> [Problem to work on]: In full and without alteration, print the entries that follow.

(Point-per-instance localization data)
┄┄┄┄┄┄

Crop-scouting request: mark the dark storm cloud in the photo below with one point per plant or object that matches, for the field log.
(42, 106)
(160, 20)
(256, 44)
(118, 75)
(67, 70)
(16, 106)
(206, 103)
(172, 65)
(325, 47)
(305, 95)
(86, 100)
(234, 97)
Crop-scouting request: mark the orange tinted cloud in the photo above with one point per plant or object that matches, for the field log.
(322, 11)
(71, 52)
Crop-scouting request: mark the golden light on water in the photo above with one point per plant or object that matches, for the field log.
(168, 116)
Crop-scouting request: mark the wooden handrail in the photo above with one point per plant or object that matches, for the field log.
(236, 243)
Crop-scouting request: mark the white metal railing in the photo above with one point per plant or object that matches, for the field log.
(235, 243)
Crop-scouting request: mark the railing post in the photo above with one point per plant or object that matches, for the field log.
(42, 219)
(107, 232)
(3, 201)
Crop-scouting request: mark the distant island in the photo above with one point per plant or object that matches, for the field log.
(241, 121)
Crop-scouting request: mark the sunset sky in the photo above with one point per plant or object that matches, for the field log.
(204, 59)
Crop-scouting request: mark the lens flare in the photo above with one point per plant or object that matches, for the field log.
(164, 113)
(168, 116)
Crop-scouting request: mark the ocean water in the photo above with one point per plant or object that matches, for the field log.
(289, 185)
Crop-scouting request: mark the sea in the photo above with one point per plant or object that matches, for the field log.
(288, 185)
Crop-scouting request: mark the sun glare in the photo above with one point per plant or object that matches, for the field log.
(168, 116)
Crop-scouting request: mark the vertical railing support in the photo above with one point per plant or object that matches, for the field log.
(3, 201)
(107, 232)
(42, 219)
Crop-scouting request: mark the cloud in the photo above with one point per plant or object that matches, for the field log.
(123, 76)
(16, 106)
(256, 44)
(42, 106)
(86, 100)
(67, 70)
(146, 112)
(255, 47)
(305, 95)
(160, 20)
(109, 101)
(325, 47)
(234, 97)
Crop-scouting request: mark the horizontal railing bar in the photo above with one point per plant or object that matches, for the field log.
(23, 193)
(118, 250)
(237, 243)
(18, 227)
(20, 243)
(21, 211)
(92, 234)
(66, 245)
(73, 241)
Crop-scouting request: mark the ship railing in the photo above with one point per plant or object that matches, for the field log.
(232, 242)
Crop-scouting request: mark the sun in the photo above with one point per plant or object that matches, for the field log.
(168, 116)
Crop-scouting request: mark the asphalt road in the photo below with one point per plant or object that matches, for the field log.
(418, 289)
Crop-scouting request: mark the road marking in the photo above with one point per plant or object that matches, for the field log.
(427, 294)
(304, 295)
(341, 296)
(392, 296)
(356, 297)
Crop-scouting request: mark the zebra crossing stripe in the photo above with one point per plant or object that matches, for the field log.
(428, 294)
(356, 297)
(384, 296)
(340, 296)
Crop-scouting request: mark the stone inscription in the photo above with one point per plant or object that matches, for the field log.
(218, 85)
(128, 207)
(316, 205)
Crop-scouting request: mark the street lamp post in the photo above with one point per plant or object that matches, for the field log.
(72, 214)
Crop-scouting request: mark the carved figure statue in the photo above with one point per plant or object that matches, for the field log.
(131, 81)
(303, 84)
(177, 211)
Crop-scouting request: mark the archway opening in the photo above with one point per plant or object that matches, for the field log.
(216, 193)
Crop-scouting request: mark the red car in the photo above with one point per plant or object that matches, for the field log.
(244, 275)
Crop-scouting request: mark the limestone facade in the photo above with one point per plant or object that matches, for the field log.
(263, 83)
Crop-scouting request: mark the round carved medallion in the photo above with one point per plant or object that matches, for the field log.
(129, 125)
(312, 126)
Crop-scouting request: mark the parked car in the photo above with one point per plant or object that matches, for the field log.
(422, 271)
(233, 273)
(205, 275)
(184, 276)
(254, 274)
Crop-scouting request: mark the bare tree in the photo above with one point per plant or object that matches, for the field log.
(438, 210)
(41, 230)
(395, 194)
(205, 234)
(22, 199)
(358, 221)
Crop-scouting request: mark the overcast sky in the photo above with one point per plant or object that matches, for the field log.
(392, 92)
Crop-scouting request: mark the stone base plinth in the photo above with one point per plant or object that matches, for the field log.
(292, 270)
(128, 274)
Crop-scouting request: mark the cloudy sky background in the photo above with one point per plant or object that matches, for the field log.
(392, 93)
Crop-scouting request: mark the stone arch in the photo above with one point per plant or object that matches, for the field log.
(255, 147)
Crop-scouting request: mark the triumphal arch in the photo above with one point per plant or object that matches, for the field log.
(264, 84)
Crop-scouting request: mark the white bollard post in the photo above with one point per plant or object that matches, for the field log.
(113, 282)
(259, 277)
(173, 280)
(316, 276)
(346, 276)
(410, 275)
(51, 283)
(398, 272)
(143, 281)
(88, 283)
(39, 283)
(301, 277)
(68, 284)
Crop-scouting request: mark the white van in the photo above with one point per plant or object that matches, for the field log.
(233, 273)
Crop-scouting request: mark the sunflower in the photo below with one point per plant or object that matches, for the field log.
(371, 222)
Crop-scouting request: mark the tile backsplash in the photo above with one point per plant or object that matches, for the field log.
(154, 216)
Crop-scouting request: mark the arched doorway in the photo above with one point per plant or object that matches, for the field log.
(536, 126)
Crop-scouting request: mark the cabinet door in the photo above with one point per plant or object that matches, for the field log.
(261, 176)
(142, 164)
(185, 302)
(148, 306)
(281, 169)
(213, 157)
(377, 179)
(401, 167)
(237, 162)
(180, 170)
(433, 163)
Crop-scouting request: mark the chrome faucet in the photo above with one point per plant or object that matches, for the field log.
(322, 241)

┄┄┄┄┄┄

> [Answer section]:
Crop-scouting request: mark the dark storm cloud in the photo below with one point per plant or object that matches, for the field log.
(42, 106)
(160, 20)
(256, 44)
(118, 75)
(67, 70)
(16, 106)
(206, 103)
(172, 65)
(325, 47)
(305, 95)
(86, 100)
(234, 97)
Crop-scouting request: mark the orange tinted cloud in the photo above with one point per plant or object that matches, for the field log.
(322, 11)
(71, 52)
Crop-scouting request: mark the golden light on water in the photo above with one point per plant or object that matches, for the field log.
(168, 116)
Crop-scouting request: mark the wooden handrail in the photo above with one point per plant or object that matches, for the field log.
(236, 243)
Crop-scouting request: mark the white metal railing in the photo above with one point per plant or object that matches, for the field log.
(235, 243)
Crop-scouting request: mark the railing post in the photo above with one point per plant or object that matches, for the field log.
(42, 219)
(107, 232)
(3, 201)
Crop-scouting request: mark the distant island in the photo above with one point per plant or object that matches, for the field log.
(241, 121)
Crop-scouting request: mark the sunset sky in the photo above with one point per plant or object that matches, for the field log.
(204, 59)
Crop-scouting request: mark the lens flare in the photo above with one point per plant or object that matches, for the field log.
(164, 113)
(168, 116)
Crop-scouting request: mark the ocean water in the photo above with one point per plant or object that matches, for the field log.
(289, 185)
Crop-scouting request: mark the sea in the photo above with one point per plant or object that matches, for the field log.
(288, 185)
Crop-scouting request: mark the sun glare in the photo above with one point per plant or object that matches, for the field log.
(168, 116)
Crop-scouting request: mark the vertical railing support in the photo above with one point per plant or object that matches, for the field log.
(3, 201)
(107, 232)
(42, 219)
Crop-scouting request: mark the cloud in the photo above with one point per plant or object that matches, for the field log.
(123, 76)
(16, 106)
(256, 44)
(42, 106)
(86, 100)
(67, 70)
(146, 112)
(255, 47)
(305, 95)
(160, 20)
(109, 101)
(325, 47)
(234, 97)
Crop-scouting request: mark the horizontal railing bar in the photo above with one point per plant or object that matches, for the field log.
(23, 193)
(118, 250)
(237, 243)
(18, 227)
(20, 243)
(21, 211)
(92, 234)
(66, 245)
(73, 241)
Crop-scouting request: mark the ship railing in the photo above with one point per plant or object that matches, for the field log.
(232, 242)
Crop-scouting request: mark the sun in the photo above with one point per plant or object that matches, for the field log.
(168, 116)
Crop-scouting request: mark the asphalt road in the photo below with one point per plant or object that matches, for the field log.
(418, 289)
Crop-scouting request: mark the road marking in the photo above with one point per plant or object that matches, for the field log.
(427, 294)
(304, 295)
(341, 296)
(392, 296)
(356, 297)
Crop-scouting request: mark the zebra crossing stripe in the photo above with one point per plant or object that matches, for the field log.
(428, 294)
(356, 297)
(384, 296)
(340, 296)
Crop-scouting request: mark the stone inscription in the photo above with one point per plant or object that matches, for the field log.
(218, 85)
(128, 207)
(316, 205)
Crop-scouting request: mark the street lamp post in the photo above with one point per plant or object that matches, for the field log.
(72, 214)
Crop-scouting request: mark the carved figure statue in the photo above with one point per plant or object that matches, for the field log.
(131, 81)
(303, 84)
(177, 211)
Crop-scouting request: mark the archway opening in the photo above with one point per plant or object that matches, for the field log.
(216, 193)
Crop-scouting request: mark the red car in the photo above with one point per plant or object that matches, for the field log.
(244, 275)
Crop-scouting request: mark the limestone facade in the photo above with one point per plant or object that matches, for the field log.
(263, 83)
Crop-scouting request: mark the round carved medallion in the photo above with one point per plant or object that matches, for the field log.
(129, 125)
(312, 126)
Crop-scouting request: mark the parked car in the photo above with one point per plant or object that matches, for the field log.
(422, 271)
(233, 273)
(205, 275)
(184, 276)
(254, 274)
Crop-scouting request: mark the bare tree in the photo above with one point per plant or object that matches, for the field log.
(438, 210)
(41, 230)
(395, 194)
(205, 234)
(22, 199)
(358, 221)
Crop-scouting request: mark the overcast sky in the photo above with one point per plant or object that matches, for the field log.
(392, 92)
Crop-scouting request: mark the stone base plinth in the photo above with one point per plant or object that matches, for the field log.
(292, 270)
(128, 274)
Crop-scouting request: mark the cloudy sky background in the photo above with one point per plant or object that matches, for the field log.
(392, 93)
Crop-scouting request: mark the stone arch in the photo above with one point per plant or object that matches, for the field log.
(255, 147)
Crop-scouting request: mark the triumphal arch in the photo above with one point per plant or object that matches, for the field log.
(264, 84)
Crop-scouting request: mark the white bollard post in the photo above with one point per plant or object that matches, for the field log.
(113, 282)
(259, 277)
(173, 280)
(316, 276)
(346, 276)
(410, 275)
(51, 283)
(398, 272)
(143, 281)
(88, 283)
(39, 283)
(301, 277)
(68, 284)
Crop-scouting request: mark the white van in the photo above with one point per plant or object that matches, for the field log.
(233, 273)
Crop-scouting request: mark the sunflower in the photo below with one point per plant or object that matches, for the field log.
(371, 222)
Crop-scouting request: mark the tile backsplash in the photo above with one point per plant or object that matches, for the field log.
(154, 216)
Crop-scouting request: mark the arched doorway in the photo above with one point per plant or object that matches, for the field log.
(536, 126)
Crop-scouting request: mark the cabinet door in the photo above with one point per plant or object that matches, for the field log.
(261, 176)
(142, 164)
(185, 302)
(148, 306)
(281, 169)
(213, 157)
(377, 179)
(401, 167)
(237, 162)
(180, 170)
(433, 163)
Crop-scouting request: mark the chrome faucet in the photo above with one point per plant or object that matches, for the field log.
(322, 241)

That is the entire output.